### EXPLORE THE MATERIAL
(1) According to the DGMRec summary, why is separating modality features into general and specific components crucial? Answer in one to three sentences.
(2) What are the two main modules of the framework described in the DGMRec summary?

━━━━━ EXTRACT PROVIDED ━━━━━

Disentangling and Generating Modalities for Recommendation in Missing Modality Scenarios

Introduction

The paper introduces the Disentangling and Generating Modality Recommender (DGMRec), a multi-modal recommender system (MRS) designed to address two prominent challenges in recommendation settings with missing modalities: the adverse impact of missing modality scenarios and the unique characteristics inherent in each modality. MRSs that leverage diverse information sources, like text and images, tend to suffer performance drops when some modalities are absent (Figure 1). DGMRec effectively disentangles general and specific modality features and generates missing modality features from the available ones, thereby offering robust solutions for real-world recommendation problems in the presence of incomplete data.

Figure 1: (a) Performance drop of recent MRSs when missing modality exists. (b) Difference in recommendation scores with missing modalities.

DGMRec Overview

The DGMRec framework consists of two main modules: The Disentangling Modality Feature module and the Missing Modality Generation module (Figure 2). The first module focuses on separating modality-specific features into general and specific components. This disentanglement is crucial because it acknowledges that different modalities convey unique types of information — while an image may capture visual aesthetics, the text might communicate functional details. The module's design ensures that these distinctive attributes are preserved and individually harnessed for recommendation.

Figure 2: Overview of DGMRec framework, showing its modality disentangling and generation capabilities.

DGMRec's Missing Modality Generation module further differentiates it by generating features for missing modalities using a combination of aligned features from other available modalities and user preference data. This capability allows DGMRec to maintain robust recommendation performance even when multiple modalities are absent.

━━━━━ DATA ━━━━━

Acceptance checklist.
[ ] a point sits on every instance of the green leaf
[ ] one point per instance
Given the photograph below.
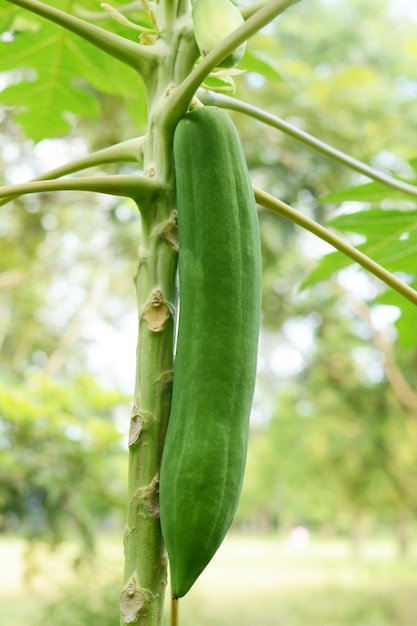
(43, 105)
(368, 192)
(406, 324)
(391, 240)
(255, 63)
(68, 72)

━━━━━

### RESULTS BY TASK
(1) Different modalities convey unique types of information. An image may capture visual aesthetics, while the text may communicate functional details. Separating the features preserves these distinct attributes so each can be used for recommendation.

(2) The Disentangling Modality Feature module and the Missing Modality Generation module.